- AIM
In the records below, locate the line containing "For the benchmark, drop one pin per instance of the front"; output that line and every following line through the last, exactly.

- RECORDS FOR PROCESSING
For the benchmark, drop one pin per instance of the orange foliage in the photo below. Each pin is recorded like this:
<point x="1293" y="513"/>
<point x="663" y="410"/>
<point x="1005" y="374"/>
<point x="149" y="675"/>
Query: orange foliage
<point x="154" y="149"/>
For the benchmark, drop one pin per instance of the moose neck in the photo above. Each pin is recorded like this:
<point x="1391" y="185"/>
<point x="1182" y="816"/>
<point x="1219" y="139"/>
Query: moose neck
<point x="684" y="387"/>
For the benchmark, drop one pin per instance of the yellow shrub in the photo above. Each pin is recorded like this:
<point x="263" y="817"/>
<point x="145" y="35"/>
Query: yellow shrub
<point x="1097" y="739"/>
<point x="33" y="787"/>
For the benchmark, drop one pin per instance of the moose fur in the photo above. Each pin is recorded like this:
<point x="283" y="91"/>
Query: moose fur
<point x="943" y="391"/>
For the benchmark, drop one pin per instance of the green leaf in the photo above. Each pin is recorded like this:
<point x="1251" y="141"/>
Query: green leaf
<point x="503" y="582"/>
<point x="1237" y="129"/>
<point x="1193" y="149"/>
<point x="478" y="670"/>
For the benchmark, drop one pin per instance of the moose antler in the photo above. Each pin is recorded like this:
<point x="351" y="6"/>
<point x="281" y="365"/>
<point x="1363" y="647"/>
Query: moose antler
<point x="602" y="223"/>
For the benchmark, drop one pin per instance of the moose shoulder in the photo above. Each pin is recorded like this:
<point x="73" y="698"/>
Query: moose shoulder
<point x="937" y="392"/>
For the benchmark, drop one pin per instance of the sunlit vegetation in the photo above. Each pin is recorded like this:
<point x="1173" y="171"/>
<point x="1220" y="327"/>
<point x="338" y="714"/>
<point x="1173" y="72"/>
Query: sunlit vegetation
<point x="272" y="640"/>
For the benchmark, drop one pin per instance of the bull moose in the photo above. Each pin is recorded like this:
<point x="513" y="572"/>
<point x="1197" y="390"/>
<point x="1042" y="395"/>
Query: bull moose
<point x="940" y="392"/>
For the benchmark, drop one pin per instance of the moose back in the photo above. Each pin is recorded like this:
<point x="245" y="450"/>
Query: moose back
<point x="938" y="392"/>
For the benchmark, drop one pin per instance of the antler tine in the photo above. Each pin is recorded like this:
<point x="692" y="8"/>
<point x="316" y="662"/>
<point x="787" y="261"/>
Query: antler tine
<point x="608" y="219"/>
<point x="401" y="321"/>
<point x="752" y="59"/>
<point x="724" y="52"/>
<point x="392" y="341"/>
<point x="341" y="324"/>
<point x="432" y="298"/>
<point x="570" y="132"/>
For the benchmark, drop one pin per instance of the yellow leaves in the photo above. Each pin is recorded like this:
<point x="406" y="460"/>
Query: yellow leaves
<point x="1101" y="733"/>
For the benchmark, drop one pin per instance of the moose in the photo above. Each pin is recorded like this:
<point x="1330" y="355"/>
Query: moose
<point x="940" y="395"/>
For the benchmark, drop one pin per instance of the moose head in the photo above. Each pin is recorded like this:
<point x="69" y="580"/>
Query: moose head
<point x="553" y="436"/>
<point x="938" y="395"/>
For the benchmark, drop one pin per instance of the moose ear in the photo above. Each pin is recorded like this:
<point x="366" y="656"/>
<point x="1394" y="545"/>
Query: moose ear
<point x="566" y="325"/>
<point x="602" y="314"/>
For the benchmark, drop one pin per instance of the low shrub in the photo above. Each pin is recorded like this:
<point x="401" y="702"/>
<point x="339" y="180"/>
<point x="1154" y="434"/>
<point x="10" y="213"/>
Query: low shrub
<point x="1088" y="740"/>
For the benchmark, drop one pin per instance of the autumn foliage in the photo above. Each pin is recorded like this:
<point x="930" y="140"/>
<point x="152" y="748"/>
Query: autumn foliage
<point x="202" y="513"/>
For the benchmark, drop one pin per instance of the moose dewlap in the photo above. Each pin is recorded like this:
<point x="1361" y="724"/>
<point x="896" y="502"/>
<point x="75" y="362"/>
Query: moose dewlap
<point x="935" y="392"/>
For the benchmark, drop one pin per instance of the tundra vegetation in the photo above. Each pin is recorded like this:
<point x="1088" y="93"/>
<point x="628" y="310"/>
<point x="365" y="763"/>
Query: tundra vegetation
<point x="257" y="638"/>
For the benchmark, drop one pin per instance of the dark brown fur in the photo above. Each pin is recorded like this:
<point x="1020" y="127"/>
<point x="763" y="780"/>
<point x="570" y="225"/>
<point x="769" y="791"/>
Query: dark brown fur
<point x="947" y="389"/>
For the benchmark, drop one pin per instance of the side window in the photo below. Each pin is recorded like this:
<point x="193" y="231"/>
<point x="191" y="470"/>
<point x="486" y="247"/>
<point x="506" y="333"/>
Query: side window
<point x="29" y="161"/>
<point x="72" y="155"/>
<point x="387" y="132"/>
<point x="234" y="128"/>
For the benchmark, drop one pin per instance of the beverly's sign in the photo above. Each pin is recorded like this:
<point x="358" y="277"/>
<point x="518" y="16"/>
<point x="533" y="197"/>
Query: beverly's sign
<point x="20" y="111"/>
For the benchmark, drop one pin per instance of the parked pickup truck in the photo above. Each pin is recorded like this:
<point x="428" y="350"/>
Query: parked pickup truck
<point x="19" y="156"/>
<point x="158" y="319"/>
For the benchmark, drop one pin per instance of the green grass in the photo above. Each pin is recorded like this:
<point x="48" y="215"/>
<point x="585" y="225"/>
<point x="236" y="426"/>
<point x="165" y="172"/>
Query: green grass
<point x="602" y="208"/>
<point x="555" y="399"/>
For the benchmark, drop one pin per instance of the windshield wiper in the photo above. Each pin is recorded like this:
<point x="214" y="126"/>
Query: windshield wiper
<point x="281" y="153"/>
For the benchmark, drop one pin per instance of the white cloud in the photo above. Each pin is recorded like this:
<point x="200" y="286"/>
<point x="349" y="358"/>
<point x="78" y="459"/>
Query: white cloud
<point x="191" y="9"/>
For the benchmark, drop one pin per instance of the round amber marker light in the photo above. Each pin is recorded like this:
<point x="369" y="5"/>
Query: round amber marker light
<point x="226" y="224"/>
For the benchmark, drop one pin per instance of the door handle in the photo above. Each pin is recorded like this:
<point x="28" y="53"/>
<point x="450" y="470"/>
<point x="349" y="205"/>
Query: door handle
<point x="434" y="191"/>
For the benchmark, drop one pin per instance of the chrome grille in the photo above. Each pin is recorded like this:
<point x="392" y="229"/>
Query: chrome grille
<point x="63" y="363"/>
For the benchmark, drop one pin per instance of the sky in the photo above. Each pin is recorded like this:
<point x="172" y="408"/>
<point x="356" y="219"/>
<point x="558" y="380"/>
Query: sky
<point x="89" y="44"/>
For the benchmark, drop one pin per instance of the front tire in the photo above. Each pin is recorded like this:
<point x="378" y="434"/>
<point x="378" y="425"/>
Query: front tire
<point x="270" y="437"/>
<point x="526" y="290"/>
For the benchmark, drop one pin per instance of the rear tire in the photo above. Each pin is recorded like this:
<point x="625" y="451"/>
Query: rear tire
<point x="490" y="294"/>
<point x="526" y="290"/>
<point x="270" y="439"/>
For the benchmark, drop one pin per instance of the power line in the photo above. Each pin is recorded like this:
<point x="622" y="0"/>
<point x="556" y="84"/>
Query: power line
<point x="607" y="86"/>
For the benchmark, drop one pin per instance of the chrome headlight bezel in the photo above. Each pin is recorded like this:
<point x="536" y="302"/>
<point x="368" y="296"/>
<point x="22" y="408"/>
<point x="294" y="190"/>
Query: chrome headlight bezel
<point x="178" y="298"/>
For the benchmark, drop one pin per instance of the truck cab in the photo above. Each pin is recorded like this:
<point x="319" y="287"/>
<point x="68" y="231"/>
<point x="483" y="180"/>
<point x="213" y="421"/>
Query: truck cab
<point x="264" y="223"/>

- SOLUTION
For the benchmark, drop one pin per instance of the front tire in the photo above. Each pin is recorded like this:
<point x="378" y="434"/>
<point x="378" y="425"/>
Query: front tire
<point x="270" y="437"/>
<point x="526" y="290"/>
For the benchmark, drop one pin per instance of the rear tire in the photo above. Each pin is recorded like this:
<point x="625" y="451"/>
Query: rear tire
<point x="490" y="294"/>
<point x="526" y="290"/>
<point x="270" y="439"/>
For the benchmark, drop one pin per instance of the power line in the photo above. Each pin is recorded like this:
<point x="622" y="0"/>
<point x="556" y="84"/>
Query: power line
<point x="607" y="86"/>
For the benchmark, drop one pin per instance of the chrome headlight bezel in the photo above. Each pin is recorded like this:
<point x="536" y="302"/>
<point x="368" y="296"/>
<point x="22" y="408"/>
<point x="294" y="190"/>
Query: chrome headlight bezel
<point x="178" y="298"/>
For the benchmark, drop one pin per instance of the truck cab in the photo above. Each pin is recorded like this:
<point x="319" y="287"/>
<point x="68" y="231"/>
<point x="483" y="180"/>
<point x="213" y="421"/>
Query: truck cab
<point x="264" y="223"/>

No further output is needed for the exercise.